Reproduce the part of the listing starting at the line containing "Locate metal handrail" and ending at the line containing "232,86 -> 256,128", and leave out everything else. Keep every line, requests included, but shift each coordinate in the answer boxes by adding 142 to it, leaving the requests and their format samples unchanged.

╭──

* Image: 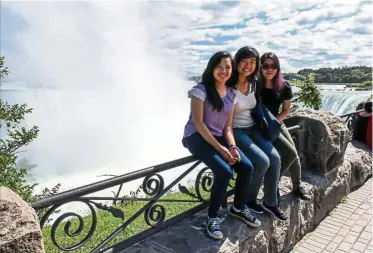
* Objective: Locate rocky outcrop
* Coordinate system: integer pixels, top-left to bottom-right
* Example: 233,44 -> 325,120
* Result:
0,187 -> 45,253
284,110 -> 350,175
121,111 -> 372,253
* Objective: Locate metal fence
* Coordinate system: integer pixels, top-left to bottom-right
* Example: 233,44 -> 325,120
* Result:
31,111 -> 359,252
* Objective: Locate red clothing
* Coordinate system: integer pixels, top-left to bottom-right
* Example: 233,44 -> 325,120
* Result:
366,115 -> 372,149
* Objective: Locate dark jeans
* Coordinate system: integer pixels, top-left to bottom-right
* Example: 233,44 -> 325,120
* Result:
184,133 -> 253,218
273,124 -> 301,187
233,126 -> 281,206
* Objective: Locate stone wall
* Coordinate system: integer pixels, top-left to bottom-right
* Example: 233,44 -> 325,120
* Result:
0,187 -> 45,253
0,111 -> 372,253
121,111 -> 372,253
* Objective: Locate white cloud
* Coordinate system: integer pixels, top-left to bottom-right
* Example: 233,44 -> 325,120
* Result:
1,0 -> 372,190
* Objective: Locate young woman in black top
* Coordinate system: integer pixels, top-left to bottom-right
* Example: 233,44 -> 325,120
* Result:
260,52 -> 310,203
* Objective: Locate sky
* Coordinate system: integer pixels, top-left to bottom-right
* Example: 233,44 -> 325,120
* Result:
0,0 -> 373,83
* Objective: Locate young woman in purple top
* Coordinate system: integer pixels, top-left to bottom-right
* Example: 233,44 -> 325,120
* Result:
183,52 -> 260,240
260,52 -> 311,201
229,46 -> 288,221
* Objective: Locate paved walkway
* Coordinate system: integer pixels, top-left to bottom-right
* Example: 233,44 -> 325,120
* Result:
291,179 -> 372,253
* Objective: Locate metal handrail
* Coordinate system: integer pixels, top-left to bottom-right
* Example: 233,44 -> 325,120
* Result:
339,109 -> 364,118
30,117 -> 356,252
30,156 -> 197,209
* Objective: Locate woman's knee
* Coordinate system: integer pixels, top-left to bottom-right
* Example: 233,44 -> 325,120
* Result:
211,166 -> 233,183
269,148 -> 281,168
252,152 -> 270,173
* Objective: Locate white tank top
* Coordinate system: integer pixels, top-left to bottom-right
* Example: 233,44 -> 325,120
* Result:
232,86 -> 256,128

╰──
╭──

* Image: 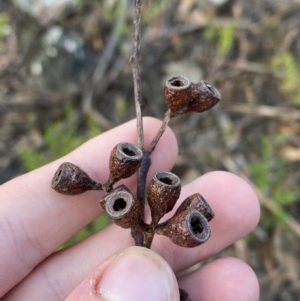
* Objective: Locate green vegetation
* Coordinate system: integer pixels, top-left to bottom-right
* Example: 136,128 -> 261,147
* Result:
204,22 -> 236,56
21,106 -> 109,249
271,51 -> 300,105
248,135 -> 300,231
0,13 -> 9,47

╰──

Expected answer:
* Objective: Locate metal handrail
* Coordinate system: integer pixels, top-left to bottom-right
* Example: 233,44 -> 325,120
* Result:
481,251 -> 506,260
172,259 -> 498,394
172,298 -> 339,351
* Objective: Locate woman's knee
* Coordinate system: integer pixels, top-left to bottom-right
* Example: 233,44 -> 325,120
* Result:
353,308 -> 375,325
411,290 -> 423,310
394,294 -> 412,315
* Objective: Locate white tank top
* Coordinate system: integer pixels, top-left to bottom-right
* Example: 233,44 -> 325,120
* Result:
374,228 -> 398,270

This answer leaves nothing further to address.